EXERCISE
Quote the entries in full, character for character, without their images.
= = = = =
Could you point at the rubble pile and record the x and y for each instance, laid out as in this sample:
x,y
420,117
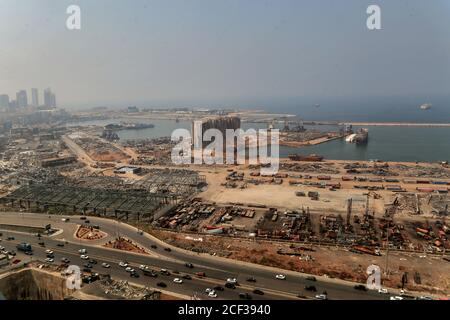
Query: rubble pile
x,y
124,290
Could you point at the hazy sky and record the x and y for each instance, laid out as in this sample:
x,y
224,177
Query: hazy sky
x,y
224,51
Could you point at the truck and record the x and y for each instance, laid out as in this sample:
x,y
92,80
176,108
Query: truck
x,y
25,247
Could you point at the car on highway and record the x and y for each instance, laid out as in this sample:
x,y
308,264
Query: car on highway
x,y
310,288
258,292
134,274
245,295
150,273
165,272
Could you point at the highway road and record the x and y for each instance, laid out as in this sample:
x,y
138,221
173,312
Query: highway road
x,y
217,269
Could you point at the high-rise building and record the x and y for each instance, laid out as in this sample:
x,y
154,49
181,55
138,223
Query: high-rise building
x,y
49,99
34,97
4,101
22,99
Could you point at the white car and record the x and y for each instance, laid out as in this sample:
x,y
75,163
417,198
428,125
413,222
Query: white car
x,y
232,280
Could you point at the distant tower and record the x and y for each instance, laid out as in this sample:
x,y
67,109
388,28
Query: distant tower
x,y
34,97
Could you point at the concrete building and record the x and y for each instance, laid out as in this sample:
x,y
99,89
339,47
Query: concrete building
x,y
34,97
4,101
49,98
219,123
22,99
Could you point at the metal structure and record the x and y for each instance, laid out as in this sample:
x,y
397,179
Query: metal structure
= = = = =
EXPECTED ANSWER
Could you point at the rubble pile and record the x and y for each instance, laid out as in this sample:
x,y
420,117
Query: rubble pile
x,y
124,290
Could you point at the hazy sky and record the x and y for each instance, laid out as in this sample:
x,y
224,177
Query: hazy sky
x,y
224,51
Could you point at the truck and record the x and y for each instance, laid out as in this sample:
x,y
92,80
176,108
Query: truck
x,y
25,247
Could you point at the car on highway and record the x and y for each instance, laid out as in this sample:
x,y
308,264
Query: car on highway
x,y
310,288
258,292
134,274
245,295
150,273
165,272
Could you point at the highway road and record the x and y for each instance, laid out as in this sample:
x,y
138,221
173,312
Query: highway road
x,y
217,269
Could you point at the high-rise building and record the x and y for each instance, laid out as in this sample:
x,y
154,49
181,55
138,223
Query: high-rise building
x,y
49,99
34,97
4,101
22,99
Could you point at the white car and record the x and y for each instance, laid out as in this sample:
x,y
75,163
417,198
428,125
413,222
Query: white car
x,y
232,280
Could you point at the distant tower and record the x and y for each instance, laid out as in this sample:
x,y
67,109
388,28
Query: distant tower
x,y
34,97
Could you point at the concrete building and record the x and y for each instance, laid out as in this sample:
x,y
99,89
339,47
Query: concrete building
x,y
34,97
4,101
49,98
219,123
22,99
Could you point at the metal structure and record the x and y for each instance, laid out as in this sample:
x,y
397,179
Query: metal structure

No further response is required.